■ Exercise objective ■
Copy out all the data below, switching each "bounding box" to "bounding rectangle" and keeping everything else unchanged.

■ Data provided ■
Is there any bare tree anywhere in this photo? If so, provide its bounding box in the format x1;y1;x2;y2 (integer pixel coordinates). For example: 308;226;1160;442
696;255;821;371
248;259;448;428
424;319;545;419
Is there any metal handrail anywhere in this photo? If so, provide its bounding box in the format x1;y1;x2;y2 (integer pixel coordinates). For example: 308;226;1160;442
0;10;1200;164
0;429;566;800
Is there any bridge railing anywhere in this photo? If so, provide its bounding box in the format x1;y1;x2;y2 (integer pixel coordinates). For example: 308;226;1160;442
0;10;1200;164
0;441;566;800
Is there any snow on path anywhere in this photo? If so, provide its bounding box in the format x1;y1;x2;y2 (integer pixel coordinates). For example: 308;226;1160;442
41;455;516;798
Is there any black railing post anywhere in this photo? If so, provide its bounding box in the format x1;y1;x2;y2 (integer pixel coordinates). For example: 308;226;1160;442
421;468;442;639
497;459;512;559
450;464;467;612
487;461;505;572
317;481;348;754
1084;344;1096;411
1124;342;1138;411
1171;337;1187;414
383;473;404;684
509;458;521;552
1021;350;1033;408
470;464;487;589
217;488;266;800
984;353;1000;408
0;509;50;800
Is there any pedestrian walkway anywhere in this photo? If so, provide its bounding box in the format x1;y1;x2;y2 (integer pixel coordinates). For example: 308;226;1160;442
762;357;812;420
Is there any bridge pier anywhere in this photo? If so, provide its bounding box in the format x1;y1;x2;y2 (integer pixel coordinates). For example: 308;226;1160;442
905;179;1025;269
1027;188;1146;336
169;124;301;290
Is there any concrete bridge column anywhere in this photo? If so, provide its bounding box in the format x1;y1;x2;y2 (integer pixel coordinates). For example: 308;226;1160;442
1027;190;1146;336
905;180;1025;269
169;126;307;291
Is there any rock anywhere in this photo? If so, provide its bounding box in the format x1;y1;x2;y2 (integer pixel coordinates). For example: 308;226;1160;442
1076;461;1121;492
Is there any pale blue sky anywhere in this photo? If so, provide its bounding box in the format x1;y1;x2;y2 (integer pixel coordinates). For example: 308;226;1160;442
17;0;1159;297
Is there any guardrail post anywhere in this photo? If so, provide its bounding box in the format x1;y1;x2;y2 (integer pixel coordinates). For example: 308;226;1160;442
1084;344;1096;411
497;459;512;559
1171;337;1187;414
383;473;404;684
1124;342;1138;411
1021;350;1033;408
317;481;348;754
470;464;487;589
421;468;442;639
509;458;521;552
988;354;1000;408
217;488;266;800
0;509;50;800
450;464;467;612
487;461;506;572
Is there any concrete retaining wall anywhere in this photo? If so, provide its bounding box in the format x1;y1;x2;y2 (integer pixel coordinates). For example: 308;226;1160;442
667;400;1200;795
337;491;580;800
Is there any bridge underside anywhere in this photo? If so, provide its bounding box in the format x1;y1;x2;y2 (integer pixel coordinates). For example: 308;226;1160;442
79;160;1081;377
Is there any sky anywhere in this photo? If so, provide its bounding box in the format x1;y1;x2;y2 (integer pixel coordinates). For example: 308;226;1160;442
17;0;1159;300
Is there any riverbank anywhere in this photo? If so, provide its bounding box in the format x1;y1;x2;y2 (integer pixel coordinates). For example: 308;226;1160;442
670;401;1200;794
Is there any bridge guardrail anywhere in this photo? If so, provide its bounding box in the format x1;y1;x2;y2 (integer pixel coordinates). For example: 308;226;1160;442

■ Solution for this problem ■
Is there any bare tree anywhere in this photo? If so, provide its bounding rectangle in the format x1;y1;x2;y2 (integer pixel coordinates). For example: 308;226;1160;442
696;255;821;371
248;259;448;428
424;319;545;419
Is there any metal handrail anywhere in this photo? If so, provide its bounding rectangle in the format x1;y1;x2;y2 (integer pixel coordinates). For example: 308;226;1160;442
0;10;1200;164
0;429;566;800
Is there any bridge railing anywhere in this photo? If so, provide its bounding rectangle in the format x1;y1;x2;y2 (integer pixel coordinates). For example: 308;226;1160;442
0;10;1200;164
0;441;566;800
Is there any snow on path anywhere in this photo? If so, provide its bounding rectangle in the format x1;y1;x2;y2 (integer pixel coordinates). For example: 308;226;1160;442
41;455;516;798
Is there any black railing post anywhere in this photo? If so, provide its bounding rectangle in the format x1;y1;x2;y2 (integer pixel coordinates). For example: 308;226;1160;442
421;468;442;639
497;459;512;559
450;464;467;612
487;461;505;572
317;481;348;754
1084;344;1096;411
1124;342;1138;411
1171;337;1187;414
383;473;404;684
509;458;521;552
1021;350;1033;408
470;464;487;589
217;488;266;800
984;353;1000;408
0;509;50;800
Is there any pedestrian walkway anywhere in this photo? If so, provide its bounding rectangle in the format x1;y1;x2;y2 (integer pixel coordinates). For example: 308;226;1160;442
762;357;812;420
Is there any bridge pier anywhere in this photo? If so, provide its bounding rectangle in the format x1;y1;x2;y2 (integer pixel coordinates). For example: 308;226;1160;442
905;179;1025;269
1027;188;1146;336
169;124;301;290
Is there any concrete bridge column anywhere in this photo? If so, provide its bounding rectangle in the format x1;y1;x2;y2 (integer pixel coordinates). For example: 308;226;1160;442
1027;190;1146;336
905;180;1025;269
169;126;307;291
Is there any rock anywhere in this photo? If so, provide its bounding rectangle in the format x1;y1;x2;y2 (integer pixel coordinates). For example: 308;226;1160;442
1076;461;1121;492
Is there any pale blue sky anywhere in this photo? If so, provide its bounding rectangle in the format x1;y1;x2;y2 (integer pixel coordinates). For example: 308;226;1160;442
17;0;1159;297
Is there any guardrail post anywhere in this photo? If so, provide its bounding rectangle in the format x1;y1;x2;y2 (integer pixel coordinates). For example: 308;226;1160;442
1084;344;1096;411
497;459;512;559
1171;337;1187;414
383;473;404;684
1124;342;1138;411
1021;350;1033;408
317;481;348;754
470;464;487;589
421;468;442;639
509;458;521;552
988;354;1000;408
217;488;266;800
0;509;50;800
450;464;467;612
487;461;506;572
Is there any concrete retaining wall anywhere in this photo? If so, provide its bounding rectangle in the format x1;y1;x2;y2 (integer pixel coordinates). For example: 308;226;1160;442
667;400;1200;795
337;491;580;800
Is there any bridge underside anywhere in this photo? If so, provide its bounding rectangle in the format x1;y1;x2;y2 (integer pixel coordinates). For example: 308;226;1160;442
79;160;1081;377
Is there any sky anywhere in this photo? If so, provide its bounding rectangle in the format x1;y1;x2;y2 (integer pixel coordinates). For example: 308;226;1160;442
17;0;1159;300
Is there any riverbank anywhere in this photo? If so, provide its bounding rectangle in the format x1;y1;x2;y2 (integer pixel coordinates). For example: 308;226;1160;442
670;401;1200;794
Is there any bridge guardrail anywhere in this photo? If so, provide its bounding rectangle in the format x1;y1;x2;y2 (integer pixel coordinates). For example: 308;226;1160;442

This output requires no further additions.